▶ [Supplied records]:
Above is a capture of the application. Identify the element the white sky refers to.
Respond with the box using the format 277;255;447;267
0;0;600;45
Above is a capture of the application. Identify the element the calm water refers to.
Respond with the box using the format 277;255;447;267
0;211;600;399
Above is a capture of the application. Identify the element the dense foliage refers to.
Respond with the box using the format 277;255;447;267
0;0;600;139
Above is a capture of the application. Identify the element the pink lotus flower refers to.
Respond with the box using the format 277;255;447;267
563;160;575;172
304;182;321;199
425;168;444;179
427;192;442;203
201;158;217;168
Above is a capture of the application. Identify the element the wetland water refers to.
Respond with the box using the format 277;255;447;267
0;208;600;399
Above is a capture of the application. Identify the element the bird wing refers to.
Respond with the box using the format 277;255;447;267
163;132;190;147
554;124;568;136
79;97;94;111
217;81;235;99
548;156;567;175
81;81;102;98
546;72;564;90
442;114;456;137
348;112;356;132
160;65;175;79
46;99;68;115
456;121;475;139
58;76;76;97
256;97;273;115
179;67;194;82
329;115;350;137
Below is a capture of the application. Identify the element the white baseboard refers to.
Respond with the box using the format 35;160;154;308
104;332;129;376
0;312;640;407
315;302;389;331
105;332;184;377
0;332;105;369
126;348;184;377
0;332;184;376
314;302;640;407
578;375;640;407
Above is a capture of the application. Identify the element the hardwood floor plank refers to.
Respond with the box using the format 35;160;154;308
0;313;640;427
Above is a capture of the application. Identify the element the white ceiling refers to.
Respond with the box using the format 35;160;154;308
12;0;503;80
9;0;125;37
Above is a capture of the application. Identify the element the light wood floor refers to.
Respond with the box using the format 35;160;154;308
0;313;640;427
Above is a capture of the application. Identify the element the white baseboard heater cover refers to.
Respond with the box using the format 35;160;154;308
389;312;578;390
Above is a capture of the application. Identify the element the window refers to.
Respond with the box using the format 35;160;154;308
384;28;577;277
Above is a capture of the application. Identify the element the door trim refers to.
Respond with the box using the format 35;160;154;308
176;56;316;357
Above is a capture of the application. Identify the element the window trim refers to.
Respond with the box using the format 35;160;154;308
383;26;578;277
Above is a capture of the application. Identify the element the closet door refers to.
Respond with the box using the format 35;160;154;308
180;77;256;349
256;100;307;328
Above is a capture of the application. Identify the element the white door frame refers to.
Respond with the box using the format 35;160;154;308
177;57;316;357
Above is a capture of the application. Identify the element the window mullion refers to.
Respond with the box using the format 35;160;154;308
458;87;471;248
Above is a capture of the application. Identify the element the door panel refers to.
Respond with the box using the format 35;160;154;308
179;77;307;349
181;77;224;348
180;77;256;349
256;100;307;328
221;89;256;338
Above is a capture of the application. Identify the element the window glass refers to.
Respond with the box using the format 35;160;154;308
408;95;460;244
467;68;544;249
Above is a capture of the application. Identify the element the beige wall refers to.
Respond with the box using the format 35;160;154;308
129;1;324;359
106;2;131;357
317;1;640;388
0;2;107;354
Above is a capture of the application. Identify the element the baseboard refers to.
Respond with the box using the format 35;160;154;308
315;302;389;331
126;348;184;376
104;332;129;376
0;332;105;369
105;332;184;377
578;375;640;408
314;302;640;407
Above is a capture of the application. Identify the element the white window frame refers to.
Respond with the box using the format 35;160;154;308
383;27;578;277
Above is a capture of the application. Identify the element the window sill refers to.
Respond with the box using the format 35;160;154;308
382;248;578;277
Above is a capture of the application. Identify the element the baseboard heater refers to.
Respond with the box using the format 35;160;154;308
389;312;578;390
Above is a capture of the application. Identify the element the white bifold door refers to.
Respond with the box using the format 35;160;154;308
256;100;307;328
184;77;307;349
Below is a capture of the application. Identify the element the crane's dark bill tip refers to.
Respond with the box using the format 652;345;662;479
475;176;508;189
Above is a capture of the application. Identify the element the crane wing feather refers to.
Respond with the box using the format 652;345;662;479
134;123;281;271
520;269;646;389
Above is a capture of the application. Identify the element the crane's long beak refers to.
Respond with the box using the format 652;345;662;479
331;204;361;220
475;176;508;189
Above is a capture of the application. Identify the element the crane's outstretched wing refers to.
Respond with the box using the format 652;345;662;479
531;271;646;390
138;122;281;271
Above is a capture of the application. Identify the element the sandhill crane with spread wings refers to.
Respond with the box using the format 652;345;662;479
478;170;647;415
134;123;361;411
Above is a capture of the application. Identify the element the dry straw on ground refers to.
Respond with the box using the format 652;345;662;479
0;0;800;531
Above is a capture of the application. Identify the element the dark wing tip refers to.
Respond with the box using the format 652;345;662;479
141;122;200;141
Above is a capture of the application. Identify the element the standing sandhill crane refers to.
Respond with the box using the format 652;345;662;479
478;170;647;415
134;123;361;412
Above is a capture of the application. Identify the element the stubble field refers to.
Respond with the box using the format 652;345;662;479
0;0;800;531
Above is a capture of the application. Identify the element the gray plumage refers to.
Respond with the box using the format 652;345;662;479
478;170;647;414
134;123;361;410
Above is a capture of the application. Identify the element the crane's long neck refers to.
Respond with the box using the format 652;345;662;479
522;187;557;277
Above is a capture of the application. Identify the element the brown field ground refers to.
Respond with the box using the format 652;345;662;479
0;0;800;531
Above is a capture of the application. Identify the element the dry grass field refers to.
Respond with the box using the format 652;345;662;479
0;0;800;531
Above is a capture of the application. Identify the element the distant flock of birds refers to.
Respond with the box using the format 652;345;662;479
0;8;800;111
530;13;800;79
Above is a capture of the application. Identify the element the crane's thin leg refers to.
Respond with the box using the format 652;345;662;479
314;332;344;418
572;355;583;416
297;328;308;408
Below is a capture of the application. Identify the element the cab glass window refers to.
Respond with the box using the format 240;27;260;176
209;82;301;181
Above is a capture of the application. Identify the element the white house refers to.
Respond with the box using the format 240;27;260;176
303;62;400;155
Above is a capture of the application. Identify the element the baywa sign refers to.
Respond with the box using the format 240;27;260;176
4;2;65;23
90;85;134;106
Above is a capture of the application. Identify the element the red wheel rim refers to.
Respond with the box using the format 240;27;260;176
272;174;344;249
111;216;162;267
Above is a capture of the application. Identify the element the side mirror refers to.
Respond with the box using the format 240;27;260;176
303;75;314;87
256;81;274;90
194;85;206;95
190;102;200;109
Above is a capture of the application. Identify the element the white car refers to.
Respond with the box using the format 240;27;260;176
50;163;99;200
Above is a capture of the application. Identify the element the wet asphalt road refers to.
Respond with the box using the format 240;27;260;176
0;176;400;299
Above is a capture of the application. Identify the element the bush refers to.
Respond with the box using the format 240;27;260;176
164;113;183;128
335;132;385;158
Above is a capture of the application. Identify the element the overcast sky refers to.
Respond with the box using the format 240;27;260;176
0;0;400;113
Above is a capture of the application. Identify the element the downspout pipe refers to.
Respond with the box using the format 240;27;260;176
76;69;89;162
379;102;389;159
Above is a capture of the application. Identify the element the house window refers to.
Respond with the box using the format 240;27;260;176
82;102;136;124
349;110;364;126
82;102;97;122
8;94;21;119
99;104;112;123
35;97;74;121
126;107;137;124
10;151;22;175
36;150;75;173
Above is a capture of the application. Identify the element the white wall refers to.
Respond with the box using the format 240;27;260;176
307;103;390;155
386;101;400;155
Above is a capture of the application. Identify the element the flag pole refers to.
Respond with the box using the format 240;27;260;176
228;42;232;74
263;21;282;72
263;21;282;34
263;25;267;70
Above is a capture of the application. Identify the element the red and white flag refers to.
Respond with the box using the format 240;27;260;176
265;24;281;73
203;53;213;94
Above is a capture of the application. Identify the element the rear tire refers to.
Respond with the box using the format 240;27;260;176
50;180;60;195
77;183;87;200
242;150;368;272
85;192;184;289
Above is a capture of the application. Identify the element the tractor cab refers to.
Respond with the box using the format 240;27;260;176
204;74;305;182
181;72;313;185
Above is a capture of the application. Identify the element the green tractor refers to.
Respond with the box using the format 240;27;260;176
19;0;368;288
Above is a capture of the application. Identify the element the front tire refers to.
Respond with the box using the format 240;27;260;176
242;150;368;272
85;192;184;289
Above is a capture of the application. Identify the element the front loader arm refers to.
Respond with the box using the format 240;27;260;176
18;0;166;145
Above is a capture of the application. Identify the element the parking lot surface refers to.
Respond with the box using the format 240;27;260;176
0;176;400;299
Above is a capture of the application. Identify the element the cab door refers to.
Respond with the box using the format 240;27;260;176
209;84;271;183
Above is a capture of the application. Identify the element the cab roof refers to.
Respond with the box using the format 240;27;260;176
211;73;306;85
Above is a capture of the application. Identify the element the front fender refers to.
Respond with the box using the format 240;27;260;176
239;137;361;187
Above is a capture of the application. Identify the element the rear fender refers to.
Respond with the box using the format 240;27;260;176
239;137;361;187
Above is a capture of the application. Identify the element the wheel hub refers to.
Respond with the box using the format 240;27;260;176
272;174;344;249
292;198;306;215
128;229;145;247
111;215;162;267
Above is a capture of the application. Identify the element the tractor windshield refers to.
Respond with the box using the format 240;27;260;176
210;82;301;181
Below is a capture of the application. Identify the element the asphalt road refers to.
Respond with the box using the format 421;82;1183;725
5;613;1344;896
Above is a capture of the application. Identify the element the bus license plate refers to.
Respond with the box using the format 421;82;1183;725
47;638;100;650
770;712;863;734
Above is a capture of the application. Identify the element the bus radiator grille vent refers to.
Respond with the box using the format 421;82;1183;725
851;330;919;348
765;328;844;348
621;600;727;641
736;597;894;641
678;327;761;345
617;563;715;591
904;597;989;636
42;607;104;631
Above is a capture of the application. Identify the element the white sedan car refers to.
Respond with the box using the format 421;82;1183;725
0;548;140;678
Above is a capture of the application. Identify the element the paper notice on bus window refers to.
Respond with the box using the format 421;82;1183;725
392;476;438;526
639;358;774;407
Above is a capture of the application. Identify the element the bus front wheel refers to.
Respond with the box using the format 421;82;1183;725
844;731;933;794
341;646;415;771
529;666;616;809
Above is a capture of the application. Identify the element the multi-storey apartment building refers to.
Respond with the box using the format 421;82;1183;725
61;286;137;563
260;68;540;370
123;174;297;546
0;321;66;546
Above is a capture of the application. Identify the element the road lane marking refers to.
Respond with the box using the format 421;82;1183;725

▶ [What is needed]: In the material above, take everything from the line containing "the asphalt road refers to." down to the line containing "770;712;863;734", and change "application" to "program" throughout, keeping all else the same.

▶ [Answer to this task]:
Below is a capture of the program. Identify the element the asphalt road refers to.
Respond with the box using the format 421;82;1183;725
5;613;1344;896
Above is a capture of the program. Identify the element the bus license plate refers to.
Respond with the box using the format 421;82;1183;725
47;638;100;650
770;712;863;734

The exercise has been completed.